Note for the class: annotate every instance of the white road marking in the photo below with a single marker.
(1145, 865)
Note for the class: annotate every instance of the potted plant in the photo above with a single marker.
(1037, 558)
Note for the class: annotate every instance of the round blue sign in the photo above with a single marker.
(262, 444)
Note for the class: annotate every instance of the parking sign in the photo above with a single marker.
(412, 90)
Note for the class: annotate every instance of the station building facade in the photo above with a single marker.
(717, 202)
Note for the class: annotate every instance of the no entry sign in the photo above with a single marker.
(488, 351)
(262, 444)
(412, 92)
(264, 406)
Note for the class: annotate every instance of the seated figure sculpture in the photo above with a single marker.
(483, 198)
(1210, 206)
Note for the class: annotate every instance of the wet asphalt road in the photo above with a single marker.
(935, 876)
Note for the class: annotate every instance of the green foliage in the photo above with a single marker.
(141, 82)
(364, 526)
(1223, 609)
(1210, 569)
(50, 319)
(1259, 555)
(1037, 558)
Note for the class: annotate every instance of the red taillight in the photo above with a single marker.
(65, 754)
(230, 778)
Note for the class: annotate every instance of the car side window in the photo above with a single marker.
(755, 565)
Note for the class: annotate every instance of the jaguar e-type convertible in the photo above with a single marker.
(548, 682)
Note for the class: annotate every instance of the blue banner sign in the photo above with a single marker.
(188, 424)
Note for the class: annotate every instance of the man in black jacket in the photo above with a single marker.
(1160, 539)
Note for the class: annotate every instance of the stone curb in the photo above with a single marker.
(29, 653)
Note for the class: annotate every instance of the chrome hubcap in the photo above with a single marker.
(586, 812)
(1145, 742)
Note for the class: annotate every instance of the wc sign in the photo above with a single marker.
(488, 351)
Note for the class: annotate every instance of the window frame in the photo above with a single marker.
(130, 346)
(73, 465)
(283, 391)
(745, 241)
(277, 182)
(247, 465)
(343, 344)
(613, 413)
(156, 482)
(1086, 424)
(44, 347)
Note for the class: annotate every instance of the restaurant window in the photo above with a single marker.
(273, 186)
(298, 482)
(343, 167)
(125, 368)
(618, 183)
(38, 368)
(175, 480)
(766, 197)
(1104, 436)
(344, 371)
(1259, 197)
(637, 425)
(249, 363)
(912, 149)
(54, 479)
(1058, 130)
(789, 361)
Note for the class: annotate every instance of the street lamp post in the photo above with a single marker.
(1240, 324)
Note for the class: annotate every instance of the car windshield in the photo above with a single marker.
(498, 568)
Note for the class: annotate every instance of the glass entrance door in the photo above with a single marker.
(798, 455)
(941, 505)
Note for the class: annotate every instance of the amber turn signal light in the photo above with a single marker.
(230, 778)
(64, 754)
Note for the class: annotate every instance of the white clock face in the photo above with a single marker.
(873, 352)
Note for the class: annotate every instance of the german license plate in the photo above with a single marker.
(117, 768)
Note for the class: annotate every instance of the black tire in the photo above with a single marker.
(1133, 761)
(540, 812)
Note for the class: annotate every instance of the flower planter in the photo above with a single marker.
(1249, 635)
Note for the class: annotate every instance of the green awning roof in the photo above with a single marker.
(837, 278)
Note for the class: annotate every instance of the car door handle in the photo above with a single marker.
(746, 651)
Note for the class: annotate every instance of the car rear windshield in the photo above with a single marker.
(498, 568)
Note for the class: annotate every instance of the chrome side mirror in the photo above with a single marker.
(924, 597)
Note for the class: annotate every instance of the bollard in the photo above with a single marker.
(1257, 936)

OBJECTIVE:
Write out the stretch of the records above from the line containing "Note for the class: annotate every instance of the jaguar" through the line containing "(1160, 539)", repeating each line exactly.

SOLUTION TO THIS TASK:
Note for the class: annotate every instance of the jaguar e-type convertible in the photo above with a single marker.
(548, 682)
Note for the class: annotate every instance of the blue banner sign in the photo above with a single marker.
(188, 424)
Note for the class: annotate every instance of the man in black jacket in the photo above with a single marker.
(1160, 539)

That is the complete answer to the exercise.